(Enunciado A) De acordo com o trecho citado, de que modo Henrique Fonseca de Araújo dificultou a extradição de Gustav Franz Wagner?

(Trecho citado)
Reportagem da Folha de S. Paulo mostra que em 1978, Henrique Araújo, então procurador-geral da República, negou pedidos de 3 países que buscavam julgar Gustav Wagner, foragido no Brasil. Wagner, era conhecido como “besta humana” e um dos nazistas mais temidos no campo de concentração de Sobibor. Henrique Araújo, também foi responsável por pareceres que indicavam a censura de livros, jornais e peças de teatro. O censurado mais famoso é Chico Buarque. A peça “Calabar, o Elogio da Traição”, foi vetada em 1974.
Em reportagem, nesta quarta-feira, na Folha de S. Paulo a repórter Paula Sperb revela que em 1978, Henrique Fonseca de Araújo, pai do atual chanceler, Ernesto Araújo, foi nomeado procurador-geral da República durante o regime militar. O então procurador-geral dificultou a extradição de um nazista responsabilizado por 250 mil mortes entre 1942 e 1943.
Escolhido para o cargo pelo presidente Ernesto Geisel, ele deu pareceres negativos à extradição de Gustav Franz Wagner.
Segundo o depoimento de uma sobrevivente, Esther Raab, Wagner era conhecido como “besta humana”. Ele era um dos nazistas mais temidos de Sobibor.
Após a Segunda Guerra (1939-1945), Wagner fugiu. Foi descoberto no Brasil em 1978 pelo célebre caçador de nazistas Simon Wiesenthal, que contou com a ajuda do jornalista Mario Chimanovitch.
O caso de Wagner no Brasil ganhou as páginas dos jornais internacionais e virou assunto nas embaixadas.

(Entradas do conjunto)
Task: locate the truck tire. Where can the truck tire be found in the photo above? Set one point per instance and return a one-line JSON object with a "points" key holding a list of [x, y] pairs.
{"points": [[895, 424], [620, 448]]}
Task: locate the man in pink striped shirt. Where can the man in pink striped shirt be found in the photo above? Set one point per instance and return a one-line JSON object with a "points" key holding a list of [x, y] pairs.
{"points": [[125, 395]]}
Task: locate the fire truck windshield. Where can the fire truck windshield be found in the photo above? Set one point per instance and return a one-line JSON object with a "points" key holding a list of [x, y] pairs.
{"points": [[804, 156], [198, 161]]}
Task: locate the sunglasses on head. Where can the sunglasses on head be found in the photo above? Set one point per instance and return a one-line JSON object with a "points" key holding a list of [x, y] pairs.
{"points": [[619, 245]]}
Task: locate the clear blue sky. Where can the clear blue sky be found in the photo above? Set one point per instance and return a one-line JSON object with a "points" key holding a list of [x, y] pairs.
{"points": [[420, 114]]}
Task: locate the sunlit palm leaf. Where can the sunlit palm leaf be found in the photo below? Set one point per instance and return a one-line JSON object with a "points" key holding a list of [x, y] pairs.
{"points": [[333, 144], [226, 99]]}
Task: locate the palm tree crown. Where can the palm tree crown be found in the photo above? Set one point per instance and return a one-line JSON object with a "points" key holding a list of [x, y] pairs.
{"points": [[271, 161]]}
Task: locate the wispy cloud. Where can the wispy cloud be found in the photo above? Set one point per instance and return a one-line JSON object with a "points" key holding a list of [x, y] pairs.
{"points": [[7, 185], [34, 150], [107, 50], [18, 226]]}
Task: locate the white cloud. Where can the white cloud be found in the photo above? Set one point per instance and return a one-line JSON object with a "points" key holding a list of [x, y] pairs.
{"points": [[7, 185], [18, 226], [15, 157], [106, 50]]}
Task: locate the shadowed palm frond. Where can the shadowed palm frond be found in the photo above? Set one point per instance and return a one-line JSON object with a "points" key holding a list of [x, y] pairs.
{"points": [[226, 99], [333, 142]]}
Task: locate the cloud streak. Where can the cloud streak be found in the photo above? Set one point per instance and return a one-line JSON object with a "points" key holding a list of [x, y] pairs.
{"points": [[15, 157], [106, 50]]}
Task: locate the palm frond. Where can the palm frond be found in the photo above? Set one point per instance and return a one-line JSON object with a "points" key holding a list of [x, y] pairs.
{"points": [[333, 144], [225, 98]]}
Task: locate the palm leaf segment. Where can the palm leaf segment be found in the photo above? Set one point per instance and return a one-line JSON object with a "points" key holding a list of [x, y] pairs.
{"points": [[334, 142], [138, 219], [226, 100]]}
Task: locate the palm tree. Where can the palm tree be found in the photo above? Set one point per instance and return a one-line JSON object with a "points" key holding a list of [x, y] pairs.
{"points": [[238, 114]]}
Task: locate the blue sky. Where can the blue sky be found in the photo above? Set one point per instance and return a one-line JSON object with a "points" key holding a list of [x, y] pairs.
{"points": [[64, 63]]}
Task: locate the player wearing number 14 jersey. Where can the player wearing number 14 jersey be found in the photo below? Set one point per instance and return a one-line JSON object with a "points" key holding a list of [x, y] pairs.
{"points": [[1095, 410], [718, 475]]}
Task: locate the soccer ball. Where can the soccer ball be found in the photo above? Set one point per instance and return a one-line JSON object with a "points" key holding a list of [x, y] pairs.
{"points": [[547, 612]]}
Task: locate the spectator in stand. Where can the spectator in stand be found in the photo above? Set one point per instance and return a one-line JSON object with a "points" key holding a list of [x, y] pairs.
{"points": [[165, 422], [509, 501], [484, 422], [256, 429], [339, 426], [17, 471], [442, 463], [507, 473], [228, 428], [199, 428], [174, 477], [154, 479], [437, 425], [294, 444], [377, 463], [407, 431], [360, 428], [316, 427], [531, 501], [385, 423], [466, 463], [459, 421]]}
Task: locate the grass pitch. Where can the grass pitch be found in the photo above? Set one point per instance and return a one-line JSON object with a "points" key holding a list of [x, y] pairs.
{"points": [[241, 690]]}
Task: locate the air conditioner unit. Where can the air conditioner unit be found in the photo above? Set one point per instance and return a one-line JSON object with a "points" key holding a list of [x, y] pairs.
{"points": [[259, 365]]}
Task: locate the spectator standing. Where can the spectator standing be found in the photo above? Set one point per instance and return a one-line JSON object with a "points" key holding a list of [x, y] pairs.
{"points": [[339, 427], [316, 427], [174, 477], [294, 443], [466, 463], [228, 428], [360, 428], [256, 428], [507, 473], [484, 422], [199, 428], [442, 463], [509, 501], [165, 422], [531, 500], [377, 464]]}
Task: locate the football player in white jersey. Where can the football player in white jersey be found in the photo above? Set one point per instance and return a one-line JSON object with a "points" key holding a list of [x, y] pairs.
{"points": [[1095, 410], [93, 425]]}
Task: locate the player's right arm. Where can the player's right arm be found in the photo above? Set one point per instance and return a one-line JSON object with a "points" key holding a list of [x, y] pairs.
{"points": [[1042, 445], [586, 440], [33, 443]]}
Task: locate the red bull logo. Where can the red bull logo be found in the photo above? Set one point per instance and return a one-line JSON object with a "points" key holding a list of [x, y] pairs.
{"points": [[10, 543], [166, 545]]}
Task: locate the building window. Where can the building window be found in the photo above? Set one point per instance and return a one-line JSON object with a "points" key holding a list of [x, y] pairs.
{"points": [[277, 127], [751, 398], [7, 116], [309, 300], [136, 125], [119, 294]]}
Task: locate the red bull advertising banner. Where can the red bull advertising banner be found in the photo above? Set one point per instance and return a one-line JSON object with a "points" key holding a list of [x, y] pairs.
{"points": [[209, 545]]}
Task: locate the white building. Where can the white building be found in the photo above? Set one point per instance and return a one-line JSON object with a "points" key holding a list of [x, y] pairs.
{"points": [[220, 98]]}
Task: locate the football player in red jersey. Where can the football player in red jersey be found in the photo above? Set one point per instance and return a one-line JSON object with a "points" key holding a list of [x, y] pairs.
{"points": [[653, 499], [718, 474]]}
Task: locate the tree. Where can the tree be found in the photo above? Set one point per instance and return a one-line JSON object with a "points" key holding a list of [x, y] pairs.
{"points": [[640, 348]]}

(Enunciado B) Selecione todas as linhas das entradas que contêm a palavra "leaf". Maiúsculas e minúsculas devem ser diferenciadas.

(Resposta esperada A) Como procurador-geral da República, ele deu pareceres negativos à extradição de Wagner. Com isso, negou os pedidos de três países que queriam julgá-lo.

(Resposta esperada B)
Task: locate the sunlit palm leaf. Where can the sunlit palm leaf be found in the photo below? Set one point per instance and return a one-line JSON object with a "points" key holding a list of [x, y] pairs.
Task: locate the palm leaf segment. Where can the palm leaf segment be found in the photo above? Set one point per instance and return a one-line JSON object with a "points" key holding a list of [x, y] pairs.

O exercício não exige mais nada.